#### ESERCIZIO 1
Elenca tutti gli artisti e architetti che l'articolo sul PAC di Milano indica come le "ossessioni" di Luisa Lambri.
#### ESERCIZIO 2
Prosegui l'articolo sul PAC di Milano a partire dall'ultima frase riportata.

#### ESTRATTO SCELTO
Mostre 2021. Luisa Lambri e Zehra Doğan al PAC di Milano

Mostre2021: tre buoni motivi per visitare il PAC

Il PAC Padiglione d’Arte Contemporanea di via Palestro, a Milano, è di nuovo aperto al pubblico, dopo

uno stop lungo quasi quattro mesi. Ci sono almeno tre motivi per cui vale la pena organizzare una visita (da martedì a venerdì, dalle 10 alle 19.30, il giovedì fino alle 20.30 salvo nuove disposizioni, la prenotazione è consigliata ma non obbligatoria su www.pacmilano.it).

Luisa Lambri, Untitled (Barragan House, #28) 2005 C-Print, 86 x 96 cm Courtesy Galleria Raffaella Cortese, Milano e Thomas Dane Gallery © Barragan Foundation, Switzerland, owner of the copyright on the work of Luis Barragan Morfin

Il primo si chiama Luisa Lambri. No, non è di quelle artiste che vedrete mai su una diretta Instagram: Luisa Lambri ha l’indole pacata di chi è nato sul lago (il suo è quello di Como) e il piglio asciutto di chi preferisce far parlare i suoi lavori (apprezzati dal pubblico più vario, dalle Biennali di Venezia alla Tate di Londra). Nello specifico, si tratta di fotografie in bianco e nero che ritraggono architetture. In giornate come queste, gli scatti di Luisa Lambri hanno il valore delle cose che meritano attenzione: il suo occhio, e di rimando anche il nostro, si sofferma sui dettagli. Possono essere spiragli di luce di una finestra, il gioco delle fessure di una persiana, l’angolo smerigliato di un interno. Lambri è sedotta dall’architettura modernista e dal minimalismo americano: ama l’armonia composta e predilige le soglie, le attese, i passaggi tra l’interno e l’esterno. Più che una mostra, quella allestita al PAC fino al prossimo 30 maggio, per la cura di Diego Sileo e Douglas Fogle, è un progetto artistico in cui si presenta, scandita nelle tre sale al piano terra e negli spazi al primo piano, una ricca selezione di scatti, realizzati tra il 1999 e il 2017, dedicati alle “ossessioni” dell’artista italiana: Lucio Fontana, Lygia Clark, Donald Judd, Alvaro Siza, Walter Gropius.

#### MATERIALE

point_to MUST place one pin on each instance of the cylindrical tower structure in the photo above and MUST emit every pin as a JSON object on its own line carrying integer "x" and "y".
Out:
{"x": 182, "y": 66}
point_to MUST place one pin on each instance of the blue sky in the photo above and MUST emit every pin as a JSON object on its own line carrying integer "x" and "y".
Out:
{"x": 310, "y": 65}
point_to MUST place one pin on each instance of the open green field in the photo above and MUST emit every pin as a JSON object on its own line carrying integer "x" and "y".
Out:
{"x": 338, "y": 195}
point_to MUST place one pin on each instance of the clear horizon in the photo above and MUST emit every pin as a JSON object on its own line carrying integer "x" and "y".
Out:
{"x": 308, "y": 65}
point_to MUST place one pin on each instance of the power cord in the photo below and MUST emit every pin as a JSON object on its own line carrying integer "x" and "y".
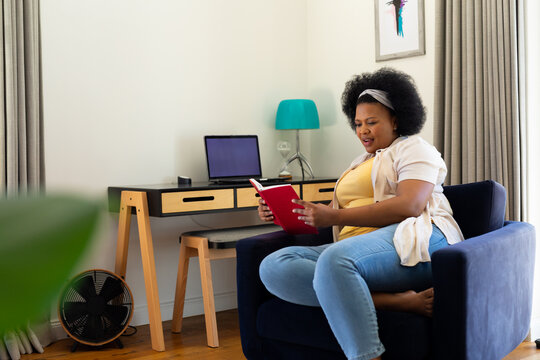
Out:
{"x": 133, "y": 332}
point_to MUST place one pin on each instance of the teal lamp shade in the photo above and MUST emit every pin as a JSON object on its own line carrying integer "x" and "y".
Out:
{"x": 297, "y": 114}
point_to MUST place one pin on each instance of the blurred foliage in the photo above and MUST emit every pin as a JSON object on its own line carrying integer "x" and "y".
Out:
{"x": 41, "y": 241}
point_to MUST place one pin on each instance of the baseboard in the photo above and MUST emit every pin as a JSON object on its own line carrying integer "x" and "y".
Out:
{"x": 193, "y": 306}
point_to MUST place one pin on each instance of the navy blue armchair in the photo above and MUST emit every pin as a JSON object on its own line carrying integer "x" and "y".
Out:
{"x": 483, "y": 293}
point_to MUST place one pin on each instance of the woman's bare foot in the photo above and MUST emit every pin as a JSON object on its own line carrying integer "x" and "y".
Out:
{"x": 409, "y": 301}
{"x": 418, "y": 302}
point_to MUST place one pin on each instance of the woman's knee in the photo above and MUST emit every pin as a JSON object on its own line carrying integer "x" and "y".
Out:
{"x": 331, "y": 265}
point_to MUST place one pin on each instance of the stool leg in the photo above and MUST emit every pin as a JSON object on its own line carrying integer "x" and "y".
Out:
{"x": 181, "y": 281}
{"x": 208, "y": 294}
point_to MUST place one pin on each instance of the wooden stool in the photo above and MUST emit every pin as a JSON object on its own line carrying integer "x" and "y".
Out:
{"x": 208, "y": 245}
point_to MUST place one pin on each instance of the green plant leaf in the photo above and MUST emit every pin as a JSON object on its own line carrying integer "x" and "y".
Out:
{"x": 41, "y": 241}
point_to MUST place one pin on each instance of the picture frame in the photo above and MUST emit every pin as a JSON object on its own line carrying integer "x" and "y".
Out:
{"x": 399, "y": 29}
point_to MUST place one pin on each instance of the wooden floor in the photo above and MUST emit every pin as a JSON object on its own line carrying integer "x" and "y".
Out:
{"x": 190, "y": 344}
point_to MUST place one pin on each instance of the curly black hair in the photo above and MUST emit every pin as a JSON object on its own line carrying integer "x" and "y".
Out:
{"x": 402, "y": 93}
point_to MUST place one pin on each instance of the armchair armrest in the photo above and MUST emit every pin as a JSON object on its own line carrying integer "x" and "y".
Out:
{"x": 483, "y": 293}
{"x": 251, "y": 291}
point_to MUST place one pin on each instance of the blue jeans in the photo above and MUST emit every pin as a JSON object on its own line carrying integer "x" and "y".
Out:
{"x": 340, "y": 277}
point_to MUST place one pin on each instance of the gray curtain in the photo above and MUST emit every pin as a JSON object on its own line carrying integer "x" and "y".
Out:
{"x": 477, "y": 118}
{"x": 21, "y": 125}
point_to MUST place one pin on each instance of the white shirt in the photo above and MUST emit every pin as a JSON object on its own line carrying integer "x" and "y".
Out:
{"x": 411, "y": 158}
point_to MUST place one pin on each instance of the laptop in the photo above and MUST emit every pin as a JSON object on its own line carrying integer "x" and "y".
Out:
{"x": 234, "y": 159}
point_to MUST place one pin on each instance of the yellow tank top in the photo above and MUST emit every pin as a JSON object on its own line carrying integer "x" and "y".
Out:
{"x": 355, "y": 189}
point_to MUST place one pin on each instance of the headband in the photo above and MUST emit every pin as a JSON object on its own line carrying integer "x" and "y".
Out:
{"x": 379, "y": 95}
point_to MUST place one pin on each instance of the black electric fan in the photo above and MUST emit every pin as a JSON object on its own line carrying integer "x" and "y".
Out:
{"x": 95, "y": 308}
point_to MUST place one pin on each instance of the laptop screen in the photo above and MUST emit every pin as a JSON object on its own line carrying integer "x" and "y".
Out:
{"x": 232, "y": 156}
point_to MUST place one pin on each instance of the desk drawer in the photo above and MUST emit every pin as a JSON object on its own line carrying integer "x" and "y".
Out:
{"x": 185, "y": 201}
{"x": 248, "y": 197}
{"x": 318, "y": 191}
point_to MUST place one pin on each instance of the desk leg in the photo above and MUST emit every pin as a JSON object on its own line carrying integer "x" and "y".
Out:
{"x": 122, "y": 244}
{"x": 138, "y": 200}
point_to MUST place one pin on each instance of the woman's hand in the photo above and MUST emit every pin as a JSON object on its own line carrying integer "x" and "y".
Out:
{"x": 318, "y": 215}
{"x": 264, "y": 211}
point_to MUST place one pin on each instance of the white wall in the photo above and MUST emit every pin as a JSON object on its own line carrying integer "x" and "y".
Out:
{"x": 131, "y": 86}
{"x": 341, "y": 43}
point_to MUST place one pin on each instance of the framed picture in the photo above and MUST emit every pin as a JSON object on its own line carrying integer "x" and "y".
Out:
{"x": 399, "y": 29}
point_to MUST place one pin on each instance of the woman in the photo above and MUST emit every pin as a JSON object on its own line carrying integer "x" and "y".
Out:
{"x": 389, "y": 215}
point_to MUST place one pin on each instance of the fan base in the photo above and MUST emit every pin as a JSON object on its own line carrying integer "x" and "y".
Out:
{"x": 116, "y": 341}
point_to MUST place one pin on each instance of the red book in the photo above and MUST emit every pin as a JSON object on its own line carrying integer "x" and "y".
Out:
{"x": 279, "y": 200}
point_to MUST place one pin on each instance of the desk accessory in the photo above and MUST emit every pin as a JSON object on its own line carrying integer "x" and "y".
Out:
{"x": 296, "y": 114}
{"x": 284, "y": 148}
{"x": 184, "y": 180}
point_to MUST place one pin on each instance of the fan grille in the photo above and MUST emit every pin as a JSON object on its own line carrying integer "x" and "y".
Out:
{"x": 96, "y": 307}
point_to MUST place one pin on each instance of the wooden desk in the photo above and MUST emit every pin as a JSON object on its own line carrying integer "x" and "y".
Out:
{"x": 178, "y": 200}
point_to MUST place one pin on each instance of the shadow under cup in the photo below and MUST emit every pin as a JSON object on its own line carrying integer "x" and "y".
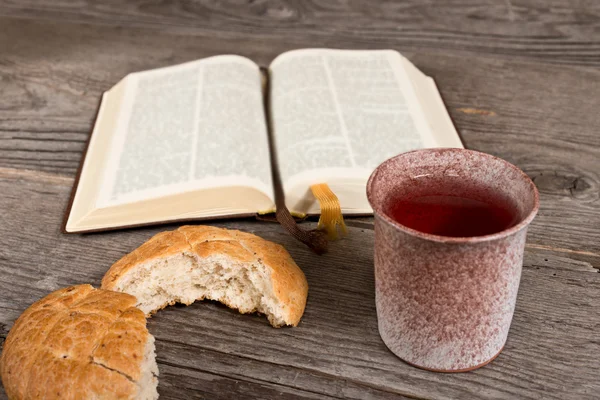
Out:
{"x": 445, "y": 303}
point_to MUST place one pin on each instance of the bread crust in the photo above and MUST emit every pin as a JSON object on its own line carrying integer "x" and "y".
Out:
{"x": 288, "y": 280}
{"x": 77, "y": 342}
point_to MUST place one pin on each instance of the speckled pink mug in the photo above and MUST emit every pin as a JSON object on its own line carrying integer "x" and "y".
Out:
{"x": 446, "y": 303}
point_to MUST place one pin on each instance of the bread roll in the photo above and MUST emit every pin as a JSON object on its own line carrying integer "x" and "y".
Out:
{"x": 238, "y": 269}
{"x": 80, "y": 343}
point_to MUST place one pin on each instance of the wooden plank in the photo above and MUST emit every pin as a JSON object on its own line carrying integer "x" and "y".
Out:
{"x": 336, "y": 351}
{"x": 553, "y": 31}
{"x": 537, "y": 116}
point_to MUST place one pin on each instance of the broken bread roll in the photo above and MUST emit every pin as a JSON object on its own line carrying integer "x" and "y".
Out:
{"x": 240, "y": 270}
{"x": 80, "y": 343}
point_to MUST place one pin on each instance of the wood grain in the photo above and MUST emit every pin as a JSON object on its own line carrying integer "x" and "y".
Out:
{"x": 554, "y": 31}
{"x": 543, "y": 120}
{"x": 336, "y": 351}
{"x": 520, "y": 80}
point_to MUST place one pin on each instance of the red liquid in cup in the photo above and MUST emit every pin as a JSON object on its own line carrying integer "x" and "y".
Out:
{"x": 452, "y": 215}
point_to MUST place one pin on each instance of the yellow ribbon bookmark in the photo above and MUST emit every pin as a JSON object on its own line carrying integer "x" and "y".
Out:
{"x": 331, "y": 213}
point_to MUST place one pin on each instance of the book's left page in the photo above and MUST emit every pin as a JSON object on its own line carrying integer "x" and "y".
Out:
{"x": 182, "y": 142}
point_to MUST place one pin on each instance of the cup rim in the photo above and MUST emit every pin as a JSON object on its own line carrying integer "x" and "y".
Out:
{"x": 452, "y": 239}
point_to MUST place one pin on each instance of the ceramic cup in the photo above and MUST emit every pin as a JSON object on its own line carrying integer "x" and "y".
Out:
{"x": 446, "y": 303}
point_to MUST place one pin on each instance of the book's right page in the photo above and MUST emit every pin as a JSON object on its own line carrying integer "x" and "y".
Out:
{"x": 337, "y": 114}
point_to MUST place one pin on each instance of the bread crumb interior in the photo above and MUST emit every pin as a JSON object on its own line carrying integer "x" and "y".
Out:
{"x": 185, "y": 278}
{"x": 149, "y": 373}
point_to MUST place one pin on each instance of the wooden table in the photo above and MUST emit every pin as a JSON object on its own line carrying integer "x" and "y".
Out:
{"x": 521, "y": 80}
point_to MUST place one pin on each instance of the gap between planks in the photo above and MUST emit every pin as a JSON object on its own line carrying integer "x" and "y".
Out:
{"x": 307, "y": 370}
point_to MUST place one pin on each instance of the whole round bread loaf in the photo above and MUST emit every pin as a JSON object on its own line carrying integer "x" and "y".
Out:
{"x": 80, "y": 343}
{"x": 192, "y": 263}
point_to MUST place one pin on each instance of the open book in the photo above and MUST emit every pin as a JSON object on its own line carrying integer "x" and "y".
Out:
{"x": 191, "y": 141}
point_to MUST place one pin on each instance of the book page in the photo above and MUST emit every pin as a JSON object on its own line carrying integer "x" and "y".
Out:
{"x": 194, "y": 125}
{"x": 342, "y": 112}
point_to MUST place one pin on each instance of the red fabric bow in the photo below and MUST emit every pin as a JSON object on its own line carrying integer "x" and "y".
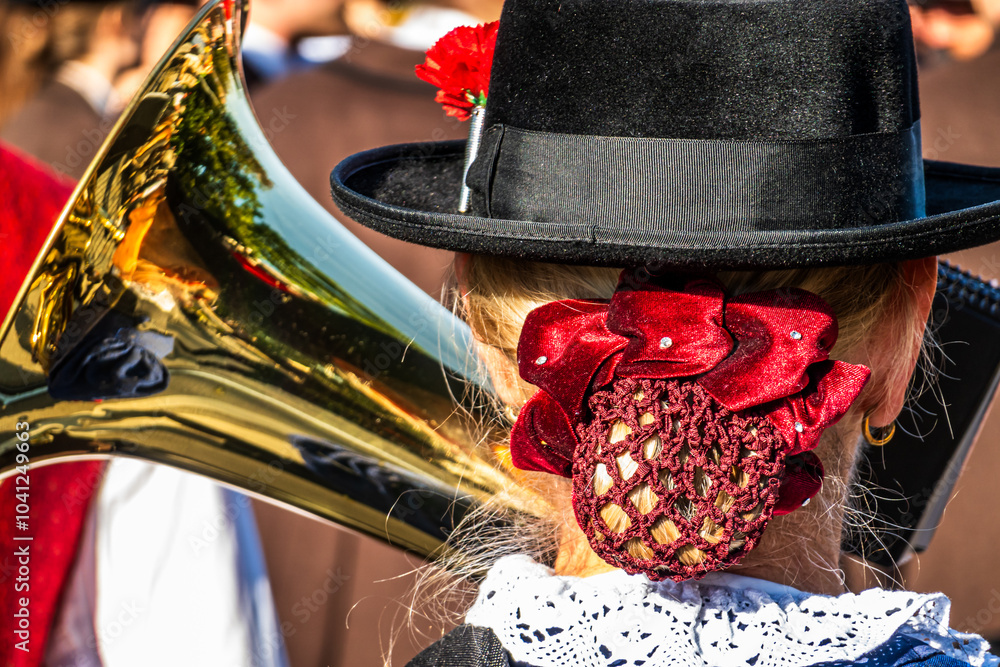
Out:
{"x": 765, "y": 350}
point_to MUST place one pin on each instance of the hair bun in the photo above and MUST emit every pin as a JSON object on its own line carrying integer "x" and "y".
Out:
{"x": 669, "y": 483}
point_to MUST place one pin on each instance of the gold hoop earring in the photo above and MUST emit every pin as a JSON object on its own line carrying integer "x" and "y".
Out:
{"x": 878, "y": 436}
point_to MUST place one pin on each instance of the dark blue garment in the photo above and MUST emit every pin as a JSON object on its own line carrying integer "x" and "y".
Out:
{"x": 901, "y": 651}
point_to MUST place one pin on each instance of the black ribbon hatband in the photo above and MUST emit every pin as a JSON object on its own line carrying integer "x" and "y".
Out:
{"x": 642, "y": 184}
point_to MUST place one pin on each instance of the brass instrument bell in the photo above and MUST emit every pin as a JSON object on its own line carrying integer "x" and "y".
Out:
{"x": 195, "y": 307}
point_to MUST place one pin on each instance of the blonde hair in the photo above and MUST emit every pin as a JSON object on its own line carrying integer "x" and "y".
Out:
{"x": 498, "y": 293}
{"x": 494, "y": 295}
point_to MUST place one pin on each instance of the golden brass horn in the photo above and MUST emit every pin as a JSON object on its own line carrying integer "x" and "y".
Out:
{"x": 195, "y": 307}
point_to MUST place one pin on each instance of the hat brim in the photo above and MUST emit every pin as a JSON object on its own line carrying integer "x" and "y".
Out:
{"x": 410, "y": 192}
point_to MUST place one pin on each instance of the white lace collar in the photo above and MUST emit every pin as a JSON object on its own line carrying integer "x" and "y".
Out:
{"x": 615, "y": 619}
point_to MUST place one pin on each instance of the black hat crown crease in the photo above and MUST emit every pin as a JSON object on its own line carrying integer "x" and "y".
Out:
{"x": 702, "y": 134}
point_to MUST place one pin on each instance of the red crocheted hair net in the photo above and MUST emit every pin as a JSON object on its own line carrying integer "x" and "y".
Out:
{"x": 669, "y": 483}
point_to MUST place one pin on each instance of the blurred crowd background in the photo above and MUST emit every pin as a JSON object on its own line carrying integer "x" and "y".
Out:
{"x": 328, "y": 78}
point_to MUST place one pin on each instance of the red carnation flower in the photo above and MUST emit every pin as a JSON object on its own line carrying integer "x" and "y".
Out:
{"x": 459, "y": 64}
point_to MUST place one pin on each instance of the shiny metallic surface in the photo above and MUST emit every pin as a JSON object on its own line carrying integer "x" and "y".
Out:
{"x": 195, "y": 307}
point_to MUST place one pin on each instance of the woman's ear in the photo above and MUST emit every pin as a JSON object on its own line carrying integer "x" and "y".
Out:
{"x": 920, "y": 279}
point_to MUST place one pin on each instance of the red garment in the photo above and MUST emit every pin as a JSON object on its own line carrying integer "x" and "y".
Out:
{"x": 58, "y": 495}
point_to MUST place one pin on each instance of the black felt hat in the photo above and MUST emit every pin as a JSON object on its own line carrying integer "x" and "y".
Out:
{"x": 688, "y": 133}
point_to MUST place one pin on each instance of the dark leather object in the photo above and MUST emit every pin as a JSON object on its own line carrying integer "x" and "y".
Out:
{"x": 907, "y": 483}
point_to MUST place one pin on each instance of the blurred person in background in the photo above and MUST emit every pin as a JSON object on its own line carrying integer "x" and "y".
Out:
{"x": 130, "y": 556}
{"x": 72, "y": 52}
{"x": 368, "y": 97}
{"x": 161, "y": 22}
{"x": 960, "y": 122}
{"x": 289, "y": 35}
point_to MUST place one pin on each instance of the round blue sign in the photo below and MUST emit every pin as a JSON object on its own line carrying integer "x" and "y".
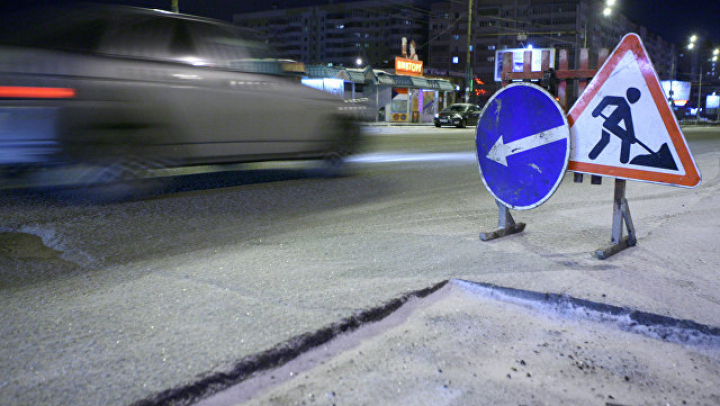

#### RISPOSTA 1
Lucio Fontana, Lygia Clark, Donald Judd, Alvaro Siza, Walter Gropius.

#### RISPOSTA 2
Il consiglio è di prendersi del tempo: le fotografie di Luisa Lambri non sono appariscenti né immediate. Entrati al PAC troverte la serie dei “tagli”, omaggio allo Spazialismo di Fontana, poi si prosegue, di serie in serie, in  bianco e nero e molteplici sfumature di grigio. «Non uso la fotografia per documentare l’architettura, ma per creare immagini», ci ha detto l’artista. Ed è proprio così: pur sforzandovi, con difficoltà riconoscerete gli edifici da lei scelti quale soggetto fotografico, perché il suo occhio si posa non sull’insieme, ma sul particolare all’apparenza poco significativo. Il senso sta nello spazio in cui le foto sono esposte.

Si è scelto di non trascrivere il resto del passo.